Aim =>
Turn every line of the listing below into a numbered list, skipping any blank lines.

Stored items from a collection:
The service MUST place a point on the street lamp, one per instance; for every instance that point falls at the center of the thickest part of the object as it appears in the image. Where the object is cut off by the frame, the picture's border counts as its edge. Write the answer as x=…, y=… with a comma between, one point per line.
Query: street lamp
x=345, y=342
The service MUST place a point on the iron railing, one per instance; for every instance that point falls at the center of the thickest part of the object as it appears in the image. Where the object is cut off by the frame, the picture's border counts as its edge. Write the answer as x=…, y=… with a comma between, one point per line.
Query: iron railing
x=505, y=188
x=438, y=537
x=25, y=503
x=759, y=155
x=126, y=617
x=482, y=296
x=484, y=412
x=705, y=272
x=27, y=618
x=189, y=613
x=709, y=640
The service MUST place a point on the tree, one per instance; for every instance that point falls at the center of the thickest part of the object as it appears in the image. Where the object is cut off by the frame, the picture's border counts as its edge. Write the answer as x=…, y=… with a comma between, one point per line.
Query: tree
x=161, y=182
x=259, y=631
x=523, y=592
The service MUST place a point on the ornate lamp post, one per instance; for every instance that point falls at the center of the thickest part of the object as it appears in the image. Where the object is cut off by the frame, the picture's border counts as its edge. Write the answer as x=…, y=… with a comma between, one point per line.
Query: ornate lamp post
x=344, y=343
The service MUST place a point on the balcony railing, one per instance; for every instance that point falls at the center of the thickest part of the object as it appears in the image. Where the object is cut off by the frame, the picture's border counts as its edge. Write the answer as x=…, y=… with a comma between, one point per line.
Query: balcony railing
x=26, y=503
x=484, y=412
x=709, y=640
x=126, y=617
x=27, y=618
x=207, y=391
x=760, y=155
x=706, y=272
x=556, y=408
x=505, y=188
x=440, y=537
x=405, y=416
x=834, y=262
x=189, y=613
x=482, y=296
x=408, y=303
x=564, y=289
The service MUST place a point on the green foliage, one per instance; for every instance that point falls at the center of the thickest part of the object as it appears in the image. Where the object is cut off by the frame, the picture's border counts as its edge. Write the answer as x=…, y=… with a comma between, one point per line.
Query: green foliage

Answer to this exercise =>
1. The service MUST place a point on the street lamp, one per instance; for every instance that point falls at the center of the thickest part of the object as it appears in the image. Where the object is cut off by the frame, the picture's border counts as its edge. Write the answer as x=…, y=… with a comma between, one point per line.
2. Query: street lamp
3. x=345, y=342
4. The service MUST place a point on the iron railing, one per instance; for every instance that point falls at the center of the thickest part of the object as it appears in the image. Where the object is cut off by the frame, the picture's border counts as its edge. Write the answer as x=…, y=… with a comma between, one point per line.
5. Query: iron railing
6. x=505, y=188
7. x=438, y=537
8. x=25, y=503
9. x=759, y=155
10. x=126, y=617
11. x=482, y=296
12. x=484, y=412
13. x=705, y=272
14. x=27, y=618
15. x=189, y=613
16. x=709, y=640
17. The service MUST place a point on the tree, one per instance; for every instance that point falls at the center of the thickest part of the object as it appears in the image. Where the object is cut off by the frame, the picture's border counts as its edge. Write the answer as x=…, y=… with a comma between, one point per line.
18. Query: tree
19. x=161, y=182
20. x=259, y=631
21. x=523, y=592
22. The service MUST place a point on the ornate lamp post, one per instance; for every instance that point falls at the center of the thickest part of the object as it appears in the image. Where the object is cut off by the frame, the picture's border counts as its edge. Write the answer as x=…, y=… with a comma between, one point per line.
23. Query: ornate lamp post
24. x=344, y=343
25. The service MUST place a point on the balcony railing, one per instance; for every instance that point falls at the center of the thickest part of the object as it appears in the image. Where the object is cut off by the frame, the picture's border counts as its edge. Write the answer as x=…, y=… with a comma between, one point per line.
26. Query: balcony railing
27. x=26, y=503
28. x=484, y=412
29. x=709, y=640
30. x=126, y=617
31. x=27, y=618
32. x=207, y=391
33. x=760, y=155
34. x=706, y=272
35. x=556, y=408
36. x=505, y=188
37. x=440, y=537
38. x=405, y=416
39. x=834, y=262
40. x=189, y=613
41. x=482, y=296
42. x=408, y=303
43. x=564, y=289
44. The service MUST place a point on the green foliage, one per instance; for every instance that point falls at the center of the thickest part of the object as it appears in the image. Where the object is cut off by the frame, the picture's border counts as its edge. Write the answer as x=…, y=… with a comma between, one point per line.
45. Query: green foliage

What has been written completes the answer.